Text for analysis ::
******

Assembly of clathrin lattices is mediated by assembly/adaptor proteins which contain domains that bind lipids or membrane bound cargo proteins, and clathrin binding domains (CBDs) that recruit clathrin. Here we characterize the interaction between clathrin and a large fragment of the CBD of the clathrin assembly protein AP180. Mutational, NMR chemical shift, and analytical ultracentrifugation analyses allowed us to precisely define two clathrin binding sites within this fragment, each of which is found to bind weakly to the N-terminal domain of the clathrin heavy chain (TD). The locations of the two clathrin binding sites are consistent with predictions from sequence alignments of previously identified clathrin binding elements and, by extension, indicate that the complete AP180 CBD contains ~12 degenerate repeats, each containing a single clathrin binding site. Sequence and circular dichroism analyses have indicated that the AP180 CBD is predominantly unstructured and our NMR analyses confirm that this is largely the case for the AP180 fragment characterized here. Unexpectedly, unlike the many proteins which undergo binding coupled folding upon interaction with their binding partners, the AP180 fragment is similarly unstructured in its bound and free states. Instead, we find that this fragment exhibits localized β turn-like structures at the two clathrin binding sites both when free and bound to clathrin. These observations are incorporated into a model in which weak binding by multiple, pre-structured clathrin binding elements regularly dispersed throughout a largely unstructured CBD allows efficient recruitment of clathrin to endocytic sites and dynamic assembly of the clathrin lattice.

******

Work instruction :: In the text on AP180 and clathrin, about how many degenerate repeats does the complete AP180 clathrin binding domain contain?

Information provided ::
******

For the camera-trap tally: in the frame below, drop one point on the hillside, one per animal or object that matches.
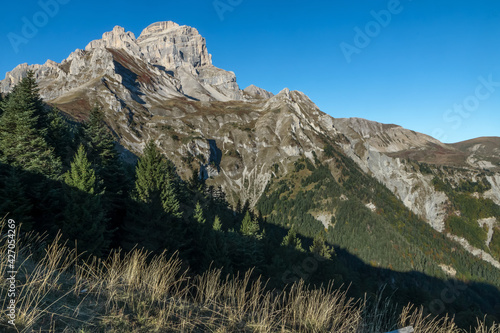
(243, 179)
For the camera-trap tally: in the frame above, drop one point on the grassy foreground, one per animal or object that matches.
(57, 291)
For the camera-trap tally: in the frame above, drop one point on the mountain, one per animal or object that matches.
(396, 198)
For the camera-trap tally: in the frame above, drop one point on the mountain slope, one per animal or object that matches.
(163, 86)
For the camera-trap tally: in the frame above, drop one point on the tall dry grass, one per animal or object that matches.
(137, 292)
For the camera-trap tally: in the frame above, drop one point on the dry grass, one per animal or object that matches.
(136, 292)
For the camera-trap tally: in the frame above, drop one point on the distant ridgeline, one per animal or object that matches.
(161, 150)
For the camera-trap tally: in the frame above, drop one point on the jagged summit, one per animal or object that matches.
(158, 27)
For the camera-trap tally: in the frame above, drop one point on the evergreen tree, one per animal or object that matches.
(217, 247)
(22, 141)
(320, 248)
(151, 218)
(198, 214)
(102, 152)
(217, 226)
(150, 175)
(13, 197)
(84, 216)
(105, 159)
(250, 226)
(59, 135)
(291, 240)
(169, 194)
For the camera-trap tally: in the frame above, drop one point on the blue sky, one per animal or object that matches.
(430, 66)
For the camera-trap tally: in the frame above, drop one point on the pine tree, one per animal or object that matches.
(291, 240)
(198, 214)
(320, 248)
(59, 135)
(151, 218)
(22, 140)
(105, 159)
(81, 176)
(150, 175)
(217, 226)
(13, 197)
(217, 247)
(250, 226)
(102, 152)
(84, 216)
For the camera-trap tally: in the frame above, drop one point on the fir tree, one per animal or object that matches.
(102, 152)
(320, 248)
(105, 160)
(217, 226)
(22, 140)
(84, 216)
(198, 214)
(150, 175)
(59, 135)
(151, 218)
(291, 240)
(13, 197)
(250, 226)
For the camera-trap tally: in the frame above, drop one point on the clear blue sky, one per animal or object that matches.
(416, 65)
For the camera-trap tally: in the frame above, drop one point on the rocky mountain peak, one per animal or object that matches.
(116, 39)
(171, 45)
(257, 92)
(158, 27)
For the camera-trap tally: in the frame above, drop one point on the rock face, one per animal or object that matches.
(168, 59)
(258, 92)
(163, 86)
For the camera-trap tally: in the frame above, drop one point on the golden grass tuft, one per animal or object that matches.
(58, 291)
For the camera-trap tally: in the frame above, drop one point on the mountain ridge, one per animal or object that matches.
(163, 86)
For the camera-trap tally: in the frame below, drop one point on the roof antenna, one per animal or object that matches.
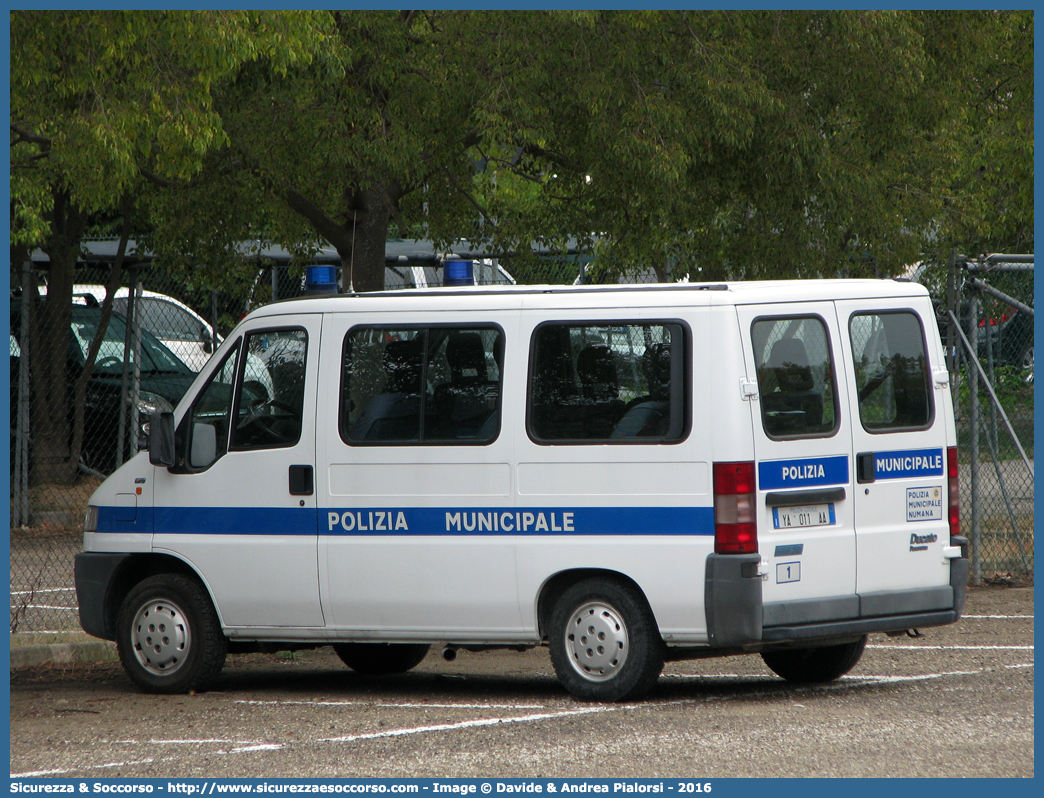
(351, 263)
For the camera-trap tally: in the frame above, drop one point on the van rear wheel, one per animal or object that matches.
(381, 658)
(811, 665)
(168, 636)
(604, 642)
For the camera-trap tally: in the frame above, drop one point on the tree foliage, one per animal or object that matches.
(715, 143)
(101, 104)
(740, 144)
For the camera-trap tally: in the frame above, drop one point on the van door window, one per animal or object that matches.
(264, 421)
(608, 382)
(891, 371)
(211, 411)
(434, 384)
(796, 376)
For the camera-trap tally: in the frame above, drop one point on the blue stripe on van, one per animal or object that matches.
(343, 521)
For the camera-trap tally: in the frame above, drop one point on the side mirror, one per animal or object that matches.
(161, 440)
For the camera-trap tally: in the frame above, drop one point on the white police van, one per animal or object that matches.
(625, 474)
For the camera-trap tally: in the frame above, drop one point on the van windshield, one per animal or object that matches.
(156, 358)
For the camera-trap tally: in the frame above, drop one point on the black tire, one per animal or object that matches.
(381, 658)
(604, 641)
(168, 635)
(812, 665)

******

Completed exercise :: About 12, each with a single clathrin binding site.